Copy exactly the lines from the "of the mid-rise" line to the end, both included, and nothing else.

Data entries:

┌──

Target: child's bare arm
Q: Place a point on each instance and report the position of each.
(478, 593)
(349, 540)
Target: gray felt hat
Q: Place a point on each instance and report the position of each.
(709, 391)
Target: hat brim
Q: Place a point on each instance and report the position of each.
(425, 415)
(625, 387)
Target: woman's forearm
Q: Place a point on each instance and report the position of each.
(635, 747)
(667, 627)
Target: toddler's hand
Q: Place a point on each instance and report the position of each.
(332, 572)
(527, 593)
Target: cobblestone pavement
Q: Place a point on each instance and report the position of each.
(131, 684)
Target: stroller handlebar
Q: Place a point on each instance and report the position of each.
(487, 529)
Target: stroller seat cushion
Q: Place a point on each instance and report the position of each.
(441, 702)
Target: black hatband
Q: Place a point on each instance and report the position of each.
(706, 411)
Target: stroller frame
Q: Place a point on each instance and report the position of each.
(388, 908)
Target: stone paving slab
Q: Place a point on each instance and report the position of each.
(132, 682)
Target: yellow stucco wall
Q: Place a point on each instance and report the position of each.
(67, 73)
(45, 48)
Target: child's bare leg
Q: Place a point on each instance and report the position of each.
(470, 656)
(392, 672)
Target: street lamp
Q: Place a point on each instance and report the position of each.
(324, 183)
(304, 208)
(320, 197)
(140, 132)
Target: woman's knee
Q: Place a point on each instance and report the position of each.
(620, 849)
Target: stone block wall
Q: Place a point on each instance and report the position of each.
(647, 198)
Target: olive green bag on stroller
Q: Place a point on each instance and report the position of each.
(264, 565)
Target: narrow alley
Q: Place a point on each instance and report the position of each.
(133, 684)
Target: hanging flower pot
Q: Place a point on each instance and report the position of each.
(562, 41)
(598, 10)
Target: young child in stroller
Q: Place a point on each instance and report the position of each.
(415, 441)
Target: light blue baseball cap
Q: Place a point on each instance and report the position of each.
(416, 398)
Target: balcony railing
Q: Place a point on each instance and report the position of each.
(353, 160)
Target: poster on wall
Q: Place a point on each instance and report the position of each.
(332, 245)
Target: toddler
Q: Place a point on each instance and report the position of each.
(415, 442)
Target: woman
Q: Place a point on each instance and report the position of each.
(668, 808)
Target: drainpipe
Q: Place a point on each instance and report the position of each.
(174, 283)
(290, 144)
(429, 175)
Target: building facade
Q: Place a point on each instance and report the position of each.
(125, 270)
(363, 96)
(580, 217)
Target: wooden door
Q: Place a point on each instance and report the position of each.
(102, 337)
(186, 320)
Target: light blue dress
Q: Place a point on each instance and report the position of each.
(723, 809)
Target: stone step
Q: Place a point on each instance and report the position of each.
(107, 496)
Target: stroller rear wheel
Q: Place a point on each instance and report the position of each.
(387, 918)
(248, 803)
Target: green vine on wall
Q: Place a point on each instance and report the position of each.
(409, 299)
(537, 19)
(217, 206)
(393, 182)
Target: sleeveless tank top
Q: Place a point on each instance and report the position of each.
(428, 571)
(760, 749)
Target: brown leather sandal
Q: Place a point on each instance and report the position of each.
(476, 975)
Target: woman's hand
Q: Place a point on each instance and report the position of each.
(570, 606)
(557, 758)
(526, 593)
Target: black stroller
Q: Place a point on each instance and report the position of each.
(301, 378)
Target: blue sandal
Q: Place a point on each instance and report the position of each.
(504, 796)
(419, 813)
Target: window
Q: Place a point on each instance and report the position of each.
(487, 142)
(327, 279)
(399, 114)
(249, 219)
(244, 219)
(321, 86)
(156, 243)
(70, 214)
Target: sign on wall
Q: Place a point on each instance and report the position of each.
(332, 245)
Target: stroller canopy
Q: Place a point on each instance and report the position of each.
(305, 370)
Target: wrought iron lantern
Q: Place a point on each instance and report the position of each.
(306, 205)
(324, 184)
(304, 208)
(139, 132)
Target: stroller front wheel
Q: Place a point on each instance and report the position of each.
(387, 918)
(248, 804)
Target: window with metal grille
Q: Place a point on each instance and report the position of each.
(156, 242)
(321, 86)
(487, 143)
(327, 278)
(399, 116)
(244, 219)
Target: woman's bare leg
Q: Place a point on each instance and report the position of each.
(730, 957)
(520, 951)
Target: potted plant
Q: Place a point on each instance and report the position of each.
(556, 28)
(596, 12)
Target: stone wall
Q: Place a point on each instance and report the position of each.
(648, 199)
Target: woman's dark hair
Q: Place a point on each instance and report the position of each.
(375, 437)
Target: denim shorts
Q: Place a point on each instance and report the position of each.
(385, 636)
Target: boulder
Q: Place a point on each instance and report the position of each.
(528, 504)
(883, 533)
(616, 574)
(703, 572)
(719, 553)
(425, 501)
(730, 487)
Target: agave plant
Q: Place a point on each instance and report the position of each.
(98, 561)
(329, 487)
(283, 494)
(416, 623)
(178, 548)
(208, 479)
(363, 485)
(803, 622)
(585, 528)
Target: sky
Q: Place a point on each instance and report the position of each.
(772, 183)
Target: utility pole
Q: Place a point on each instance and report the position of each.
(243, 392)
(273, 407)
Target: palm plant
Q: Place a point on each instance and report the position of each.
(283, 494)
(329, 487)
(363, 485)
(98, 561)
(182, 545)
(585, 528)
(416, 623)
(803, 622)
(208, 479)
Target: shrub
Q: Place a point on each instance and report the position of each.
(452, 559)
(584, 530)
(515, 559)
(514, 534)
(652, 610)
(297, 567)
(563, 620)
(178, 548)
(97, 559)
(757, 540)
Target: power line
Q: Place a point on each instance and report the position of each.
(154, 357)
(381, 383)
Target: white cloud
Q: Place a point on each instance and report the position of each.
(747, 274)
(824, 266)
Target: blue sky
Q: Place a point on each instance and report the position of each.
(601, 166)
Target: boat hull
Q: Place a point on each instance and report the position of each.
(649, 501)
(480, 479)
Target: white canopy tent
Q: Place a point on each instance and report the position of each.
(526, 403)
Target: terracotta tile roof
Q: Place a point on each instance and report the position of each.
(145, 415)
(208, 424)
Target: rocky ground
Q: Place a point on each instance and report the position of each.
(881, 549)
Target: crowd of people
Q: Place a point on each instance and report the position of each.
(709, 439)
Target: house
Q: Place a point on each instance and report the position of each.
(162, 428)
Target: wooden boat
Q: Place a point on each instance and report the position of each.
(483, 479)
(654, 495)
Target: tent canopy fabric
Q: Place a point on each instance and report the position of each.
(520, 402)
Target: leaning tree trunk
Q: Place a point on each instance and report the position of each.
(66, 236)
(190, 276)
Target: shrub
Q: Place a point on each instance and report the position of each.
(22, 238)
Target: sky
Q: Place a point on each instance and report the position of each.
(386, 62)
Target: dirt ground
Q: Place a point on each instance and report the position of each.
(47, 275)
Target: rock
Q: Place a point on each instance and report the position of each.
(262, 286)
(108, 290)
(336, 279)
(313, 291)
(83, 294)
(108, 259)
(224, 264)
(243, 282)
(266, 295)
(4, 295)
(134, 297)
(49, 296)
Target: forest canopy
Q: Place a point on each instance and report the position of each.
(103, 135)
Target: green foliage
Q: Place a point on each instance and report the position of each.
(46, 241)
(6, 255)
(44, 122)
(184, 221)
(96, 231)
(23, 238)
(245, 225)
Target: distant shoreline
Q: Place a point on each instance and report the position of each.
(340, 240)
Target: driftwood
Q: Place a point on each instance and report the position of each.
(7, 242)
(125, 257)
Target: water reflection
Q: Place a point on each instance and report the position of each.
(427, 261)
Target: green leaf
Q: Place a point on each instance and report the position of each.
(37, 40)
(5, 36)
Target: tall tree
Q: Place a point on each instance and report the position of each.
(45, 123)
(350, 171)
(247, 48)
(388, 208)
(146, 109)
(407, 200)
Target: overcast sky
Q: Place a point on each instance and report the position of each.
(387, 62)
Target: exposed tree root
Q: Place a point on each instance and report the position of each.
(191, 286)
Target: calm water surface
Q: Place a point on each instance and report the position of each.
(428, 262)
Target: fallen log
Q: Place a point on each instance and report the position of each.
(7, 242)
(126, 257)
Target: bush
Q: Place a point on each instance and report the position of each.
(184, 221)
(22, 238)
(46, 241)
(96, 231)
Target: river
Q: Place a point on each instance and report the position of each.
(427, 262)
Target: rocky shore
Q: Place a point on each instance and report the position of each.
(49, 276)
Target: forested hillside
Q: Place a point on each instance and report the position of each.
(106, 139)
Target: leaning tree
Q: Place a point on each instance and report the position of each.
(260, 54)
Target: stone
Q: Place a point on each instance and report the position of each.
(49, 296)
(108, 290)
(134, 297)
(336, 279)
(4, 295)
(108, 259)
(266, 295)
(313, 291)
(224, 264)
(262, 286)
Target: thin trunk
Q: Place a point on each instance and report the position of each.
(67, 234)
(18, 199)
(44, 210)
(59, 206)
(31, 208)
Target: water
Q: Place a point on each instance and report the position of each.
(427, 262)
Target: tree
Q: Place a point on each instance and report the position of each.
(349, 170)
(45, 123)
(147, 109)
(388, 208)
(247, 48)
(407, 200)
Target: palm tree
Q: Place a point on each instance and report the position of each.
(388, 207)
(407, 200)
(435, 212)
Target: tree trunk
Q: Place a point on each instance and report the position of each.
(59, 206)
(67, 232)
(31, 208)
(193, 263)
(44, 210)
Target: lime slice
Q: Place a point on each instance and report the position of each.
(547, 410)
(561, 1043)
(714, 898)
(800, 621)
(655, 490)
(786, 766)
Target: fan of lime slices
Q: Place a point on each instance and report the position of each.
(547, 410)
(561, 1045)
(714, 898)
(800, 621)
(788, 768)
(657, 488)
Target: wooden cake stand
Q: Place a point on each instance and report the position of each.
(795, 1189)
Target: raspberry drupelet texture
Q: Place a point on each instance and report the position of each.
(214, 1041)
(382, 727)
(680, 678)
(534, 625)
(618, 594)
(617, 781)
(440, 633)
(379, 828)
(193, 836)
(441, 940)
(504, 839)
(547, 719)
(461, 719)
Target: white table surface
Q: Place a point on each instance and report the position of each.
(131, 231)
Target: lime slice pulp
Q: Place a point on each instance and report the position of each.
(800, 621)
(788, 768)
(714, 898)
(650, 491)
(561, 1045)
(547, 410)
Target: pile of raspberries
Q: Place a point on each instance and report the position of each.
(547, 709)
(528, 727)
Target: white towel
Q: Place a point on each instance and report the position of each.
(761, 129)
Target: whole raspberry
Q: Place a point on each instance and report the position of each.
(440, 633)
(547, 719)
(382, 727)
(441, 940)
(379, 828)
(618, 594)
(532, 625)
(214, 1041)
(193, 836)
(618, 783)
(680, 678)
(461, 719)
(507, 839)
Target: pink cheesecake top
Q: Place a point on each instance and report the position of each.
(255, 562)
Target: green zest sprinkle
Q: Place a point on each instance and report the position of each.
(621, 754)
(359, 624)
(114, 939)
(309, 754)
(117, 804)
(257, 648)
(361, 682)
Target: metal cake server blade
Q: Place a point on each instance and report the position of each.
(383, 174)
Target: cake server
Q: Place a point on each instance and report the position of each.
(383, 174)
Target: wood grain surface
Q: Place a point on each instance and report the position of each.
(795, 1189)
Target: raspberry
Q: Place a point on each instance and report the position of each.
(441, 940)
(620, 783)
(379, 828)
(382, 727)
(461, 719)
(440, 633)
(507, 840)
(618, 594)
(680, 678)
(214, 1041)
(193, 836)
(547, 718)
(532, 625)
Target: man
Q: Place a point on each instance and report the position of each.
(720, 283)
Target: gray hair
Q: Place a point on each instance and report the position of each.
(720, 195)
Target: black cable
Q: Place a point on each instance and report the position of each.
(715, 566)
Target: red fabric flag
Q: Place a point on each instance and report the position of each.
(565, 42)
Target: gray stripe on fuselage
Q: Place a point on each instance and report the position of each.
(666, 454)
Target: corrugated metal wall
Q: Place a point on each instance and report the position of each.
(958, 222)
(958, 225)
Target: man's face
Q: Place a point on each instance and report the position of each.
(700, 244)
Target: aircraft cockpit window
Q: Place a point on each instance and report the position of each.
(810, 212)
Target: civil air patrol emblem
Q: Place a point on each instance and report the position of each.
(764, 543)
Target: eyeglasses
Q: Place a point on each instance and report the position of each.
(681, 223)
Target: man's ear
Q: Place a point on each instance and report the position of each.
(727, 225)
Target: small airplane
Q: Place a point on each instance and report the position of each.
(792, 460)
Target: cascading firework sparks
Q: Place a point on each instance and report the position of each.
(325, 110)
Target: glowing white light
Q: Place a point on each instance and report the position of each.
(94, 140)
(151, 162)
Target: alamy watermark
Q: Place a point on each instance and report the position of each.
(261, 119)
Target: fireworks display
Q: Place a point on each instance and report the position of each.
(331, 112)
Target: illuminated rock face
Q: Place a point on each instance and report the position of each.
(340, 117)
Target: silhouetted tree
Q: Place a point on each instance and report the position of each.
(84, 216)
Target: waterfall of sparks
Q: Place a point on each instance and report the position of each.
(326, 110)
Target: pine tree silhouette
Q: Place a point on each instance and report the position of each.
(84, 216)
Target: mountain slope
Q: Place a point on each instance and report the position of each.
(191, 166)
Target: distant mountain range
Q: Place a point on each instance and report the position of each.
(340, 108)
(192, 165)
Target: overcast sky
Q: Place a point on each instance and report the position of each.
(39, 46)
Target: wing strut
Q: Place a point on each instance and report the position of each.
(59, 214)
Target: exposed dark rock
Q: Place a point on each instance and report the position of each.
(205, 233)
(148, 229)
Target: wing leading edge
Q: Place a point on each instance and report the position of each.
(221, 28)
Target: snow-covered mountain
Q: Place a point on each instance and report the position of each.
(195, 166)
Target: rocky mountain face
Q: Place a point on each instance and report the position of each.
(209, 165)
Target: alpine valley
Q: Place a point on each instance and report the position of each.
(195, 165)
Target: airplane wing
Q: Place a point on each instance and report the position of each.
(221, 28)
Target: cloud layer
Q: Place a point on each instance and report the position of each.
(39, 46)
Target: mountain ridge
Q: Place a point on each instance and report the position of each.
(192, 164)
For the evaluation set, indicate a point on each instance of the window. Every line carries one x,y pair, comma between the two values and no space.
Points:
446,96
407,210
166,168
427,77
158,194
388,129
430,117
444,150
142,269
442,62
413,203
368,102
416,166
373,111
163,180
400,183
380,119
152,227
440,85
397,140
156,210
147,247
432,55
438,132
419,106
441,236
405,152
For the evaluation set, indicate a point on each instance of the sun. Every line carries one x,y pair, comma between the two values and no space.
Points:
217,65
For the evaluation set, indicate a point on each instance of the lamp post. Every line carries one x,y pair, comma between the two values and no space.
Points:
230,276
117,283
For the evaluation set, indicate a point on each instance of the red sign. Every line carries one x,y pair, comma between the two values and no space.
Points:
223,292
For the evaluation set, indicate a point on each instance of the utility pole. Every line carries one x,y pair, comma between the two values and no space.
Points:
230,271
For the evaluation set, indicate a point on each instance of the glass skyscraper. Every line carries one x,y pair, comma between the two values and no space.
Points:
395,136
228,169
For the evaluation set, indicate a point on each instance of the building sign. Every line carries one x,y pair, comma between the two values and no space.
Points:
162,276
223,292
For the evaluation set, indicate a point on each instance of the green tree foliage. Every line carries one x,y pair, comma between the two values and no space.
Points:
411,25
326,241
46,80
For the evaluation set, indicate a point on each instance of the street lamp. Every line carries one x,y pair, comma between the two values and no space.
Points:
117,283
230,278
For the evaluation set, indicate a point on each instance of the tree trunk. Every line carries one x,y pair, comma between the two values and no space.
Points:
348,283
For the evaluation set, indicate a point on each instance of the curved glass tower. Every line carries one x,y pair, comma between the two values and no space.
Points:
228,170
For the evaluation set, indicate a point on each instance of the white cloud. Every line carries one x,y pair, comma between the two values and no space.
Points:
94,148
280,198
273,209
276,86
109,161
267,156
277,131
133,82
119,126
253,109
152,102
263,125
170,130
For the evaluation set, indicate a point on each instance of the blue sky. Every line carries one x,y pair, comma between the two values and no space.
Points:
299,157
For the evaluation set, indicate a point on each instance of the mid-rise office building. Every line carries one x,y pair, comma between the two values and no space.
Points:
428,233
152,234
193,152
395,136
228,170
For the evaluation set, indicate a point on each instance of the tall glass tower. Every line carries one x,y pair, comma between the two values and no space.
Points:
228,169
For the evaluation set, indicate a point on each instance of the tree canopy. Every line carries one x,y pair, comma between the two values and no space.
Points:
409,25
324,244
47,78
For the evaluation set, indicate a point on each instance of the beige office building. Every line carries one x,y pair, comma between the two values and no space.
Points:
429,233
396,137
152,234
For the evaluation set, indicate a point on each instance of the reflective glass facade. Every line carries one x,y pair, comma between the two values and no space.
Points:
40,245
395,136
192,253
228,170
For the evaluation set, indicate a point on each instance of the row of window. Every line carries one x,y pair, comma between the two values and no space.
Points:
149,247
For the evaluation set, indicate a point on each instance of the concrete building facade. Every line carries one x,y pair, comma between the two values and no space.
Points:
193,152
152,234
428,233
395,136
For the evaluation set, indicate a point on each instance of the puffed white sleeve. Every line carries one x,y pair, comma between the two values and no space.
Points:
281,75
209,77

└──

▶ _CORRECT RESULT_:
For the evaluation set, indicate a point on each instance of the mid-rise office building. Every line carries one x,y pair, comma between the two values and no space.
Points:
428,233
152,234
193,152
395,136
228,170
For the evaluation set, indicate a point on each instance of the tall glass tower. Every line carries one x,y pair, comma between the two values and no space.
Points:
228,169
For the evaluation set, indicate a point on each instance of the tree canopy. Every line carries one x,y pair, comma between the two values and no space.
Points:
409,25
324,244
47,78
For the evaluation set, indicate a point on each instance of the beige office building. Every line carries one x,y pair, comma between the two values and no space.
Points:
429,233
396,137
152,234
For the evaluation set, indicate a point on each instance of the reflective glass facade. Every line carries one x,y pair, comma between the two values and no space.
Points:
40,245
395,136
192,253
228,170
For the evaluation set, indicate a point on each instance of the row of window. Every line carries one x,y pair, comma between the two values and no space.
Points:
149,247
For the evaluation set, indicate a point on each instance of the concrete building facade. Every line carries one x,y pair, comma between the two values and no space.
Points:
193,152
152,234
428,233
395,136
For the evaluation set, indicate a point on each instance of the puffed white sleeve. Every line carries one x,y pair, comma between the two values and no space.
Points:
281,75
209,77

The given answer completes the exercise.